### TEXT PASSAGE

I’ve been a working research biologist for nearly 50 years, a serious nature photographer for almost that long, and a lover of all things natural since I was old enough to begin asking real questions about the universe I could see, feel and smell.

I’m sure you’re aware that zoos are the last havens for a great many animals. Their natural habitats have been destroyed and their numbers decimated by us. That’s right. Us. Humans.

How dare we.

The gene plasm carried by animals at Hogle, and at other zoos around the world, is beyond price. Simple as that. As to keeping animals sequestered at remote preserves, fine to a point. But zoos serve other purposes besides being depositories for gene plasm. They let us shortsighted humans connect with nature. Zoos must be held to a very high standard of care, to be sure. Hogle does that. Its facilities have been improved greatly over time. That process is ongoing, as it should be.

######
### GIVEN INFORMATION

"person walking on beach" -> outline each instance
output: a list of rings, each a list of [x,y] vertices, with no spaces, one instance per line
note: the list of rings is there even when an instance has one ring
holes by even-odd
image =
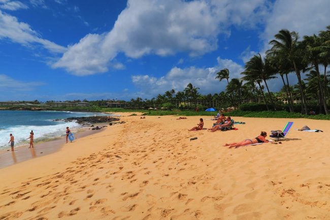
[[[67,127],[67,131],[65,131],[65,139],[67,140],[67,143],[68,143],[68,138],[69,137],[69,135],[71,133],[71,131],[69,129],[69,127]]]
[[[197,124],[197,127],[193,127],[191,129],[188,129],[188,131],[197,131],[201,130],[203,129],[203,126],[204,126],[204,121],[203,121],[203,118],[200,118],[200,123]]]
[[[12,151],[14,151],[14,140],[15,138],[14,138],[14,136],[12,134],[10,134],[9,136],[10,136],[10,140],[8,142],[8,143],[10,143],[10,147],[12,148]]]
[[[232,147],[237,148],[238,147],[247,145],[248,144],[256,144],[257,143],[268,143],[270,141],[268,140],[266,140],[266,137],[267,137],[267,133],[266,132],[261,132],[260,135],[254,138],[251,139],[245,139],[240,142],[233,142],[229,144],[226,143],[223,145],[223,146],[229,146],[229,148]]]
[[[30,139],[30,146],[28,147],[28,148],[30,148],[31,147],[33,147],[33,135],[34,133],[32,131],[30,132],[30,137],[29,138],[26,138],[26,140],[27,139]]]

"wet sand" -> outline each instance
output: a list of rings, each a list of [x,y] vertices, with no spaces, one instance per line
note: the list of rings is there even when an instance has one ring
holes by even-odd
[[[102,127],[104,123],[95,124],[95,126]],[[80,128],[82,130],[75,133],[75,139],[73,142],[82,138],[99,132],[100,130],[91,130],[91,128]],[[71,143],[65,143],[65,136],[57,138],[48,141],[43,141],[34,144],[34,147],[28,148],[26,146],[20,146],[14,148],[14,151],[10,150],[10,147],[7,150],[0,151],[0,169],[8,166],[30,160],[37,157],[53,153],[59,150],[61,147],[70,146]],[[27,145],[28,146],[28,145]]]
[[[187,131],[199,116],[140,117],[2,169],[0,219],[330,219],[330,121],[234,117],[246,124],[211,133]],[[289,121],[282,144],[222,146]]]

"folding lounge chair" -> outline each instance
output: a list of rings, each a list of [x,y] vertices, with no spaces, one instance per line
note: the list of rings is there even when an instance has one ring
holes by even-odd
[[[289,133],[290,129],[293,124],[293,122],[288,122],[286,123],[284,128],[283,129],[282,132],[277,132],[277,135],[275,137],[271,137],[272,139],[276,139],[276,141],[279,140],[279,139],[284,139],[285,138],[285,136]]]
[[[225,126],[224,127],[221,127],[221,131],[227,131],[227,130],[231,130],[233,129],[233,127],[234,126],[234,119],[230,120],[232,121],[232,123],[230,123],[230,125],[229,126]]]

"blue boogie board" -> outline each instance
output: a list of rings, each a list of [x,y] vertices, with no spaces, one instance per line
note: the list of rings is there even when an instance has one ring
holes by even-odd
[[[69,139],[71,142],[72,142],[72,141],[75,140],[75,136],[73,135],[73,134],[72,134],[72,133],[69,134]]]

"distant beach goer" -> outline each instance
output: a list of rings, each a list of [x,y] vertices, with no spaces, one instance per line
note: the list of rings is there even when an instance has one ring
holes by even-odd
[[[180,119],[186,119],[187,117],[179,117],[179,118],[177,118],[177,120],[180,120]]]
[[[238,148],[242,146],[247,145],[248,144],[256,144],[257,143],[268,143],[268,140],[266,140],[267,133],[266,132],[261,132],[260,135],[252,139],[245,139],[240,142],[233,142],[229,144],[225,144],[223,145],[224,147],[229,146],[229,148],[232,147]]]
[[[204,122],[203,120],[203,118],[200,118],[200,123],[197,124],[198,125],[196,127],[193,127],[191,129],[188,130],[188,131],[197,131],[201,130],[203,129],[203,126],[204,126]]]
[[[8,143],[10,143],[10,147],[12,148],[12,151],[13,151],[15,138],[12,134],[10,134],[9,136],[10,136],[10,140],[9,140]]]
[[[30,132],[30,137],[26,138],[26,140],[30,139],[30,146],[28,147],[28,148],[33,147],[33,132]]]
[[[209,130],[211,130],[210,131],[211,132],[214,132],[218,130],[221,130],[222,129],[222,128],[228,127],[229,126],[232,126],[232,118],[228,117],[227,118],[227,121],[223,123],[222,124],[215,125],[212,128],[209,129]]]
[[[213,124],[214,127],[216,125],[222,124],[226,121],[226,117],[224,116],[224,114],[221,114],[220,116],[218,117],[218,120]]]
[[[34,136],[35,133],[33,132],[33,130],[31,130],[31,133],[32,133],[32,135],[33,135]],[[33,140],[32,142],[35,142],[35,139]]]
[[[67,127],[67,131],[65,131],[65,133],[67,135],[65,135],[65,139],[67,140],[67,143],[68,143],[68,138],[69,137],[69,135],[71,133],[71,131],[69,129],[69,127]]]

######

**WORK TASK**: According to the text about zoos, how long has the writer been a working research biologist?

**EXERCISE SOLUTION**: Nearly 50 years.